## Data excerpts
::::

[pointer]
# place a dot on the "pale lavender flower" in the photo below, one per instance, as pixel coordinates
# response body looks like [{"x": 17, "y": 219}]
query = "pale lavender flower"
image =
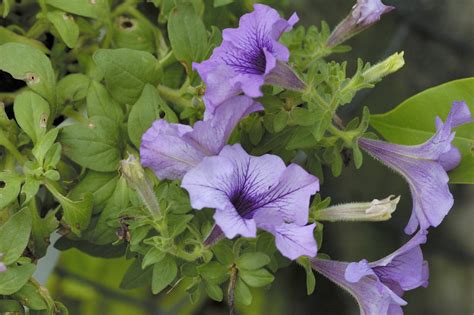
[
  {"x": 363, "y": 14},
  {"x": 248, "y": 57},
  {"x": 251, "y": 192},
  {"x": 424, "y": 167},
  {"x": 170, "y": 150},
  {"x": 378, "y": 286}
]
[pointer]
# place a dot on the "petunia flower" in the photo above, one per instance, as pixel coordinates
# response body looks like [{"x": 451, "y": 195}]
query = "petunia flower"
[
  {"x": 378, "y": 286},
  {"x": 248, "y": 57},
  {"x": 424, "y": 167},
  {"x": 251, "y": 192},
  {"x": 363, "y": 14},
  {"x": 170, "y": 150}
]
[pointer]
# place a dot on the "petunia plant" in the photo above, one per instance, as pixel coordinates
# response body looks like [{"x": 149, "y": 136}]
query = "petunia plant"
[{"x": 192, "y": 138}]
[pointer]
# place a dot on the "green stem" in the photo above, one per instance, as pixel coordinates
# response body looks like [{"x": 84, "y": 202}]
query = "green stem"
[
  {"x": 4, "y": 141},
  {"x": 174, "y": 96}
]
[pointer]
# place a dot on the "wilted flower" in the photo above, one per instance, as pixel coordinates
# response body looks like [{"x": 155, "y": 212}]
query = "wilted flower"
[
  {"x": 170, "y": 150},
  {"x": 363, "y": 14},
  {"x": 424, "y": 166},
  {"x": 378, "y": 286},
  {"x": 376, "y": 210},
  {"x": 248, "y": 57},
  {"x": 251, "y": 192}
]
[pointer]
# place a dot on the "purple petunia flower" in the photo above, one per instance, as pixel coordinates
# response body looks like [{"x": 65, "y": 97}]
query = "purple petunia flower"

::::

## What to produce
Rewrite all of the items above as a numbered list, omitting blank lines and leaving out any images.

## Correct answer
1. [pointer]
2. # place a dot on the "pale lavender flower" in the photo below, one per instance, as pixel coordinates
3. # response body looks like [{"x": 17, "y": 219}]
4. query = "pale lavender flower"
5. image =
6. [
7.   {"x": 363, "y": 14},
8.   {"x": 248, "y": 57},
9.   {"x": 251, "y": 192},
10.   {"x": 424, "y": 167},
11.   {"x": 170, "y": 150},
12.   {"x": 378, "y": 286}
13. ]
14. [pointer]
15. # place a dot on the "petunia flower" in the photo above, one per instance, as pixel coordinates
16. # response body looks like [{"x": 451, "y": 195}]
17. query = "petunia flower"
18. [
19.   {"x": 378, "y": 286},
20.   {"x": 248, "y": 57},
21.   {"x": 424, "y": 167},
22.   {"x": 251, "y": 192},
23.   {"x": 363, "y": 14},
24.   {"x": 170, "y": 150}
25. ]
26. [pointer]
27. # place a dot on the "petunia plant" in the photo above, one per instance, as pixel coordinates
28. # response body looks like [{"x": 149, "y": 136}]
29. query = "petunia plant"
30. [{"x": 192, "y": 138}]
31. [pointer]
32. # place a dot on the "green stem" in the photo above, one per instance, as pixel coordinates
33. # response body looks like [{"x": 84, "y": 202}]
34. query = "green stem"
35. [
36.   {"x": 4, "y": 141},
37.   {"x": 174, "y": 96}
38. ]
39. [pointer]
40. # place a dot on the "wilted flower" in the photo above, one per instance, as pixel coordinates
41. # response body looks like [{"x": 155, "y": 212}]
42. query = "wilted flower"
43. [
44.   {"x": 170, "y": 150},
45.   {"x": 363, "y": 14},
46.   {"x": 424, "y": 166},
47.   {"x": 378, "y": 286},
48.   {"x": 376, "y": 210},
49.   {"x": 248, "y": 57},
50.   {"x": 251, "y": 192}
51. ]
52. [pointer]
53. # place a dot on the "purple petunia flower" in the photo above, one per instance, as pixel coordinates
54. # response body looks like [{"x": 65, "y": 97}]
55. query = "purple petunia flower"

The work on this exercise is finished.